Extract each line of the records below that contains the word "white", and copy every such line in full.

Recorded data
<<<<
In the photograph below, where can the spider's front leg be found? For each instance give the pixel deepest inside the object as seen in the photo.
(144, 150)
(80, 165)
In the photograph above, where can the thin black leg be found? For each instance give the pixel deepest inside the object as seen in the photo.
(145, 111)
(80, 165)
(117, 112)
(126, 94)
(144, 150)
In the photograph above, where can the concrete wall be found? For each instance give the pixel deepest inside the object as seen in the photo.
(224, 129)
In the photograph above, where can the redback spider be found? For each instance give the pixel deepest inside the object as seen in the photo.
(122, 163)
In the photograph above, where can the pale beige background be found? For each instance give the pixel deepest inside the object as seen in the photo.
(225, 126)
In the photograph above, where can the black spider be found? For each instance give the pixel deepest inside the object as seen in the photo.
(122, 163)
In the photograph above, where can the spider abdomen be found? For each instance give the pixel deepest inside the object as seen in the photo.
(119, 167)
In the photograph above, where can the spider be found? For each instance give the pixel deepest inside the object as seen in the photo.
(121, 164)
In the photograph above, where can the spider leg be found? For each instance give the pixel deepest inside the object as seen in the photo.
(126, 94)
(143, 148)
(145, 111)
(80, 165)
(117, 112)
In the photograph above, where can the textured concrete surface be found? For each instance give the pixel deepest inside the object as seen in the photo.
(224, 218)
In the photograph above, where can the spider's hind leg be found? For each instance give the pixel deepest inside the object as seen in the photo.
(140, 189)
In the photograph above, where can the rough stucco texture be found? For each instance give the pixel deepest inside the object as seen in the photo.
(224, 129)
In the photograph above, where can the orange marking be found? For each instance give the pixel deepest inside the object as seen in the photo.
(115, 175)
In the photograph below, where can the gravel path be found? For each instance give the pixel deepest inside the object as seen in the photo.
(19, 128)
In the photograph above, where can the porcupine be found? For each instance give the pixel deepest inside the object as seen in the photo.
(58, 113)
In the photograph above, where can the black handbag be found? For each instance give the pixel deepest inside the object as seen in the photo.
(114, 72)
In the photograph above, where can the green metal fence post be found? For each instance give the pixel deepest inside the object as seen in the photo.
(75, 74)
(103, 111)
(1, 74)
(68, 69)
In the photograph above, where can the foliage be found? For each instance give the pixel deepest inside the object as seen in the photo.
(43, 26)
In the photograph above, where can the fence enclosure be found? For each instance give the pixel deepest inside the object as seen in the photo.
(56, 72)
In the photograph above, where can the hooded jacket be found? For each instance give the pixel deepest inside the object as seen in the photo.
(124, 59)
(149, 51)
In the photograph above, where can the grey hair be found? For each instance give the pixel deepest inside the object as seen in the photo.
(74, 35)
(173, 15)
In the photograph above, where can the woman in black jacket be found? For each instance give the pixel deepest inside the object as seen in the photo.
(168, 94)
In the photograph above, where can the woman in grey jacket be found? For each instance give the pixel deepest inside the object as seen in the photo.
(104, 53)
>>>>
<<<<
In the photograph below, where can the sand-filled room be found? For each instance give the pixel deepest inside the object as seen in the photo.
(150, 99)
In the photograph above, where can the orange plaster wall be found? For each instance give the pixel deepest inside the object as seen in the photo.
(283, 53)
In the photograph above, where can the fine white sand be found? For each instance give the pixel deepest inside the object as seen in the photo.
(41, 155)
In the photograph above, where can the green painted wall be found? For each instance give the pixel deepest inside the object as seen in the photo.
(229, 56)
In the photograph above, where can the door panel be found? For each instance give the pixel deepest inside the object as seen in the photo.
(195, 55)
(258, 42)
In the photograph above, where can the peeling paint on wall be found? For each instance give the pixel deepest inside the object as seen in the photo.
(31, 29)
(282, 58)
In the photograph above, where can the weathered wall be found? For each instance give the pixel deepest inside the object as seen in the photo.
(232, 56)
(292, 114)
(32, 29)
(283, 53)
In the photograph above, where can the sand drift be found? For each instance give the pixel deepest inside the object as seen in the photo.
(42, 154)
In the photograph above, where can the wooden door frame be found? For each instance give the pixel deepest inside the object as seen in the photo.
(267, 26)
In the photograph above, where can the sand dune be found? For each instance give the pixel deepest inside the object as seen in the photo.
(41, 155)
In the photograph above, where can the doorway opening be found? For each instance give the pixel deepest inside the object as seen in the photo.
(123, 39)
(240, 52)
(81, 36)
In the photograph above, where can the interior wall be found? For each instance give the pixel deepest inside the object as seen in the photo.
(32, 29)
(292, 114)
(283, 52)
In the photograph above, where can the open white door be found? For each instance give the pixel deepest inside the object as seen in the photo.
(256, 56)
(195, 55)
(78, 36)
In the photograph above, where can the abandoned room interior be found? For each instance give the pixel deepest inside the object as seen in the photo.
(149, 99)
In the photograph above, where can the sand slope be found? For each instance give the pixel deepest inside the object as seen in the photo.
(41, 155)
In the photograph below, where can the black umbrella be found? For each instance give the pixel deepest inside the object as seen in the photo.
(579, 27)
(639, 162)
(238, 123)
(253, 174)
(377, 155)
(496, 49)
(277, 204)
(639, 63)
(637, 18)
>>>>
▶ [Worked answer]:
In the photograph above, where can the fine white sand be found? For each instance give the pixel deepest inside the object as seen in the photo.
In the photograph above, where can the open white door be found? For each instance give the pixel deepest inside the object as seen in the photo.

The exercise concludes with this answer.